» **STATED GOAL**: Rewrite the material below, changing "one point per instance" to "a single point for each instance" everywhere it appears and leaving everything else as it is.

((

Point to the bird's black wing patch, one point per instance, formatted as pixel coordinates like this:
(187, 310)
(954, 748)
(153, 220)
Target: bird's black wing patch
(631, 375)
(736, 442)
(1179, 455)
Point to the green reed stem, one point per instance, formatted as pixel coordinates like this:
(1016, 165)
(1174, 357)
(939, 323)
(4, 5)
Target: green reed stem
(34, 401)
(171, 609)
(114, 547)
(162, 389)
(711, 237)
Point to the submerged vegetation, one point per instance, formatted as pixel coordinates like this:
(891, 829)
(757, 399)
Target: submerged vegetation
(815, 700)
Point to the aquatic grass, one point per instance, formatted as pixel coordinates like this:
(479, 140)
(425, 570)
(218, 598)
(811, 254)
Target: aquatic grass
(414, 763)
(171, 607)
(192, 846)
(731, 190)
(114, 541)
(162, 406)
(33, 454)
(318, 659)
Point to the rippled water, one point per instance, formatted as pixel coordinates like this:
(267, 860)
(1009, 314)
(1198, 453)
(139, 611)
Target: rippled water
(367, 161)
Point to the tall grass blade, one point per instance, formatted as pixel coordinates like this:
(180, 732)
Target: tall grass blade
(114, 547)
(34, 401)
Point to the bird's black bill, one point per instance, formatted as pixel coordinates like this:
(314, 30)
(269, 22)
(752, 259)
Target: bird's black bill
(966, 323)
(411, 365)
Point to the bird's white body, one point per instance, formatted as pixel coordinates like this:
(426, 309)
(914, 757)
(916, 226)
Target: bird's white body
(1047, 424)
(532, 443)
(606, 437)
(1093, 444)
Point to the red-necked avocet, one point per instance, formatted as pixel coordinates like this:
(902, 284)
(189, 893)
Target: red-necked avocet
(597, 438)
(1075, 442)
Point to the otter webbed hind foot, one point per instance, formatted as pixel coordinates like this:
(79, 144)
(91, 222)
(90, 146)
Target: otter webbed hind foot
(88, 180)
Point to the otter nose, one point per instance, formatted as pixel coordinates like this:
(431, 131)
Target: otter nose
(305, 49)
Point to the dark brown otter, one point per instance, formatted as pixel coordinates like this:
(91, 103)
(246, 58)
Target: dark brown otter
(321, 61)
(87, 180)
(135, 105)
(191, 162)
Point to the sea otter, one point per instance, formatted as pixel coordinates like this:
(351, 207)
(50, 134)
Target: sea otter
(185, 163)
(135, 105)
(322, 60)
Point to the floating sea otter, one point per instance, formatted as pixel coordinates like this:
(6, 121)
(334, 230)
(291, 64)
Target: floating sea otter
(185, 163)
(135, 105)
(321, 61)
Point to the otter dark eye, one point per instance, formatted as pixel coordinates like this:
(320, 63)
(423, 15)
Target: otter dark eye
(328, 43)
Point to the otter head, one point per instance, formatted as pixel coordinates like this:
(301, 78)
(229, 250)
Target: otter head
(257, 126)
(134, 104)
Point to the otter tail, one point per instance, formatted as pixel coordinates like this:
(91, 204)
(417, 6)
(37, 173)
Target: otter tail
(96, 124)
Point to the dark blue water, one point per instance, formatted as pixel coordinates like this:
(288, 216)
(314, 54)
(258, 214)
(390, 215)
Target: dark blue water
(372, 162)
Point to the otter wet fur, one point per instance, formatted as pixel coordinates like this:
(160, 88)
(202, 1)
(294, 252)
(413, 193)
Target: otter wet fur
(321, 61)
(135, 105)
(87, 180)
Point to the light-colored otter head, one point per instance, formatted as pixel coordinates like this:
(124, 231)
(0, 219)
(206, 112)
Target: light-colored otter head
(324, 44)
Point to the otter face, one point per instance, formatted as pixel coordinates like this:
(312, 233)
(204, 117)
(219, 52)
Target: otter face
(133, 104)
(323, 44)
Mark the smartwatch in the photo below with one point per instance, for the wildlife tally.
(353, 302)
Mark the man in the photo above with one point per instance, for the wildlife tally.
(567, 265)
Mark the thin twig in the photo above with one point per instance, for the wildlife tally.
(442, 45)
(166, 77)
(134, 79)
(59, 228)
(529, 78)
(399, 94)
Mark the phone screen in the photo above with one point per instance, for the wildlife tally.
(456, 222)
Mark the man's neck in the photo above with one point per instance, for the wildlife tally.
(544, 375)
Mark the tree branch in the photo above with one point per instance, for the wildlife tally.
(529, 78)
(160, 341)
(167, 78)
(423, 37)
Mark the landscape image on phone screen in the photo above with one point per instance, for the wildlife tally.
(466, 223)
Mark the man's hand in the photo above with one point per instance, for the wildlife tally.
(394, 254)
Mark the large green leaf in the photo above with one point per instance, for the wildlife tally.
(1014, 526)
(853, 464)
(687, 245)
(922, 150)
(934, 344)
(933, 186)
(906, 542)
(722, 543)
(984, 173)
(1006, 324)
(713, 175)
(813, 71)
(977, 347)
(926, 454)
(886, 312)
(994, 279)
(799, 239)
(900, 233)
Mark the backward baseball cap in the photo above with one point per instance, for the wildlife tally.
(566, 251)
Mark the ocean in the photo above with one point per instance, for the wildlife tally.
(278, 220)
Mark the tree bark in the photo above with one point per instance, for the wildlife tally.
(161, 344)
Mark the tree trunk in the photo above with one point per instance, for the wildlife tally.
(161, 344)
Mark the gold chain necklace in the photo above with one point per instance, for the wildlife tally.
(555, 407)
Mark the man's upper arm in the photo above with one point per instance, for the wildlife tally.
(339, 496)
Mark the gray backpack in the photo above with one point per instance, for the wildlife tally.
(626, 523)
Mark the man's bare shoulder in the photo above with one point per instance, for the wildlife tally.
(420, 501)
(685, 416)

))

» **FINISHED TASK**:
Point to the bird's black wing patch, a single point for each instance, formatted as pixel coordinates like this:
(187, 310)
(954, 748)
(153, 220)
Target: bird's black wing patch
(631, 375)
(736, 442)
(1179, 455)
Point to the green reed stem, a single point for each instance, formatted as pixel coordinates like this:
(1016, 165)
(1174, 357)
(939, 323)
(4, 5)
Target: green reed stem
(34, 401)
(171, 609)
(114, 547)
(162, 389)
(711, 237)
Point to the submerged vegetation, a single point for each instance, formatted as pixel coordinates like this:
(891, 829)
(757, 399)
Target: submerged vegetation
(815, 700)
Point to the aquatic grass, a single point for each instance, formatted as pixel coordinates like this:
(479, 140)
(425, 570)
(218, 598)
(811, 254)
Target: aquatic grass
(414, 763)
(171, 607)
(192, 846)
(731, 190)
(114, 541)
(162, 406)
(33, 454)
(318, 659)
Point to the rippled water, a single point for each instance, formatted as pixel coordinates like this:
(267, 860)
(1009, 314)
(1198, 453)
(139, 611)
Target: rippled water
(367, 161)
Point to the tall grass blade, a single point for each instance, formatted as pixel coordinates like this:
(180, 732)
Target: tall grass blade
(114, 547)
(34, 401)
Point to the bird's black bill, a single point for each instance, formatted as pixel coordinates like this:
(314, 30)
(269, 22)
(752, 259)
Target: bird's black bill
(966, 323)
(411, 365)
Point to the bird's white body, a single point for each instance, formatted as pixel coordinates like this:
(426, 309)
(914, 757)
(916, 226)
Target: bird's white body
(1047, 424)
(532, 443)
(606, 437)
(1093, 444)
Point to the red-necked avocet, a single point for each instance, formatted as pixel coordinates like this:
(902, 284)
(189, 893)
Target: red-necked avocet
(597, 438)
(1075, 442)
Point to the otter webbed hind foot, a single point for each instance, formatted as pixel coordinates like this:
(79, 144)
(91, 222)
(90, 146)
Target: otter webbed hind foot
(88, 180)
Point to the otter nose, a single point for each instance, formatted as pixel coordinates like this:
(431, 131)
Target: otter nose
(305, 49)
Point to the dark brown otter, a single point for each instance, formatted as pixel coordinates like this:
(91, 103)
(246, 58)
Target: dark brown otter
(321, 61)
(87, 180)
(135, 105)
(191, 162)
Point to the sea otter, a single point for each instance, formatted as pixel coordinates like this:
(351, 207)
(50, 134)
Target: sea otter
(185, 163)
(135, 105)
(322, 60)
Point to the floating sea otter, a single point for each instance, formatted as pixel coordinates like this:
(6, 121)
(334, 230)
(291, 64)
Target: floating sea otter
(185, 163)
(135, 105)
(321, 61)
Point to the otter dark eye, a single point for each instance, formatted as pixel coordinates like this:
(320, 63)
(423, 15)
Target: otter dark eye
(328, 43)
Point to the otter head, a single point for each instance, formatted as pixel coordinates like this:
(301, 78)
(229, 250)
Target: otter head
(257, 126)
(134, 104)
Point to the otter tail, a single point for each instance, formatted as pixel coordinates like this:
(91, 204)
(417, 6)
(37, 173)
Target: otter tail
(96, 124)
Point to the dark blue water, a single point for each instance, formatted as pixel coordinates like this:
(288, 216)
(314, 54)
(258, 214)
(390, 215)
Target: dark blue water
(372, 162)
Point to the otter wet fur, a single point for each instance, formatted as pixel coordinates like this:
(160, 88)
(202, 1)
(294, 252)
(413, 193)
Target: otter wet fur
(321, 61)
(135, 105)
(87, 180)
Point to the light-colored otter head, a single point for each instance, formatted as pixel coordinates like this:
(124, 231)
(0, 219)
(206, 112)
Target: light-colored otter head
(324, 44)
Point to the otter face, a single point for each instance, formatted as pixel coordinates like this:
(312, 233)
(204, 117)
(219, 52)
Target: otter face
(133, 104)
(323, 44)
Mark the smartwatch in the photo below with a single point for each instance, for the wildlife tally.
(353, 302)
Mark the man in the photo above with a single point for each instance, for the wildlife tally.
(567, 265)
Mark the thin twig in the photo above with a single point for each instance, for the wildlife tally.
(442, 45)
(166, 77)
(134, 79)
(59, 228)
(529, 78)
(399, 94)
Mark the phone screen in the photo above with a single point for each instance, for the wildlife tally.
(456, 222)
Mark the man's neck in the photo above with a single point for each instance, for the wildlife tally.
(544, 375)
Mark the tree branch in the photo above with a single point for each instance, for the wildlife tally.
(529, 78)
(160, 341)
(167, 78)
(423, 37)
Mark the landscape image on phone screen in the photo above with a single point for each instance, for the wildlife tally.
(466, 223)
Mark the man's hand in the photo above with a single point for each instance, for the wildlife tally.
(394, 254)
Mark the large green leaf in the photo above with a single point for each instance, for the wildlife tally.
(1014, 526)
(853, 464)
(687, 245)
(922, 150)
(934, 344)
(933, 186)
(906, 542)
(722, 543)
(984, 173)
(1006, 324)
(713, 175)
(813, 71)
(977, 347)
(926, 454)
(886, 312)
(994, 279)
(799, 239)
(900, 233)
Mark the backward baseball cap in the photo above with a single point for each instance, for the wildlife tally.
(566, 251)
Mark the ocean in the photo above with a single point for each instance, for the wildlife tally.
(278, 220)
Mark the tree bark in the photo above with a single point for each instance, for the wildlife tally.
(161, 344)
Mark the tree trunk in the photo above with a single point for each instance, for the wildlife tally.
(161, 344)
Mark the gold chain necklace in the photo above with a single point for each instance, for the wildlife tally.
(555, 407)
Mark the man's upper arm in the photo above with a single point for each instance, for the wildlife tally.
(339, 496)
Mark the gray backpack in the photo above with a single point for each instance, for the wildlife tally.
(626, 523)
Mark the man's bare shoulder in the photo above with a single point for each instance, for the wildlife tally.
(420, 501)
(685, 416)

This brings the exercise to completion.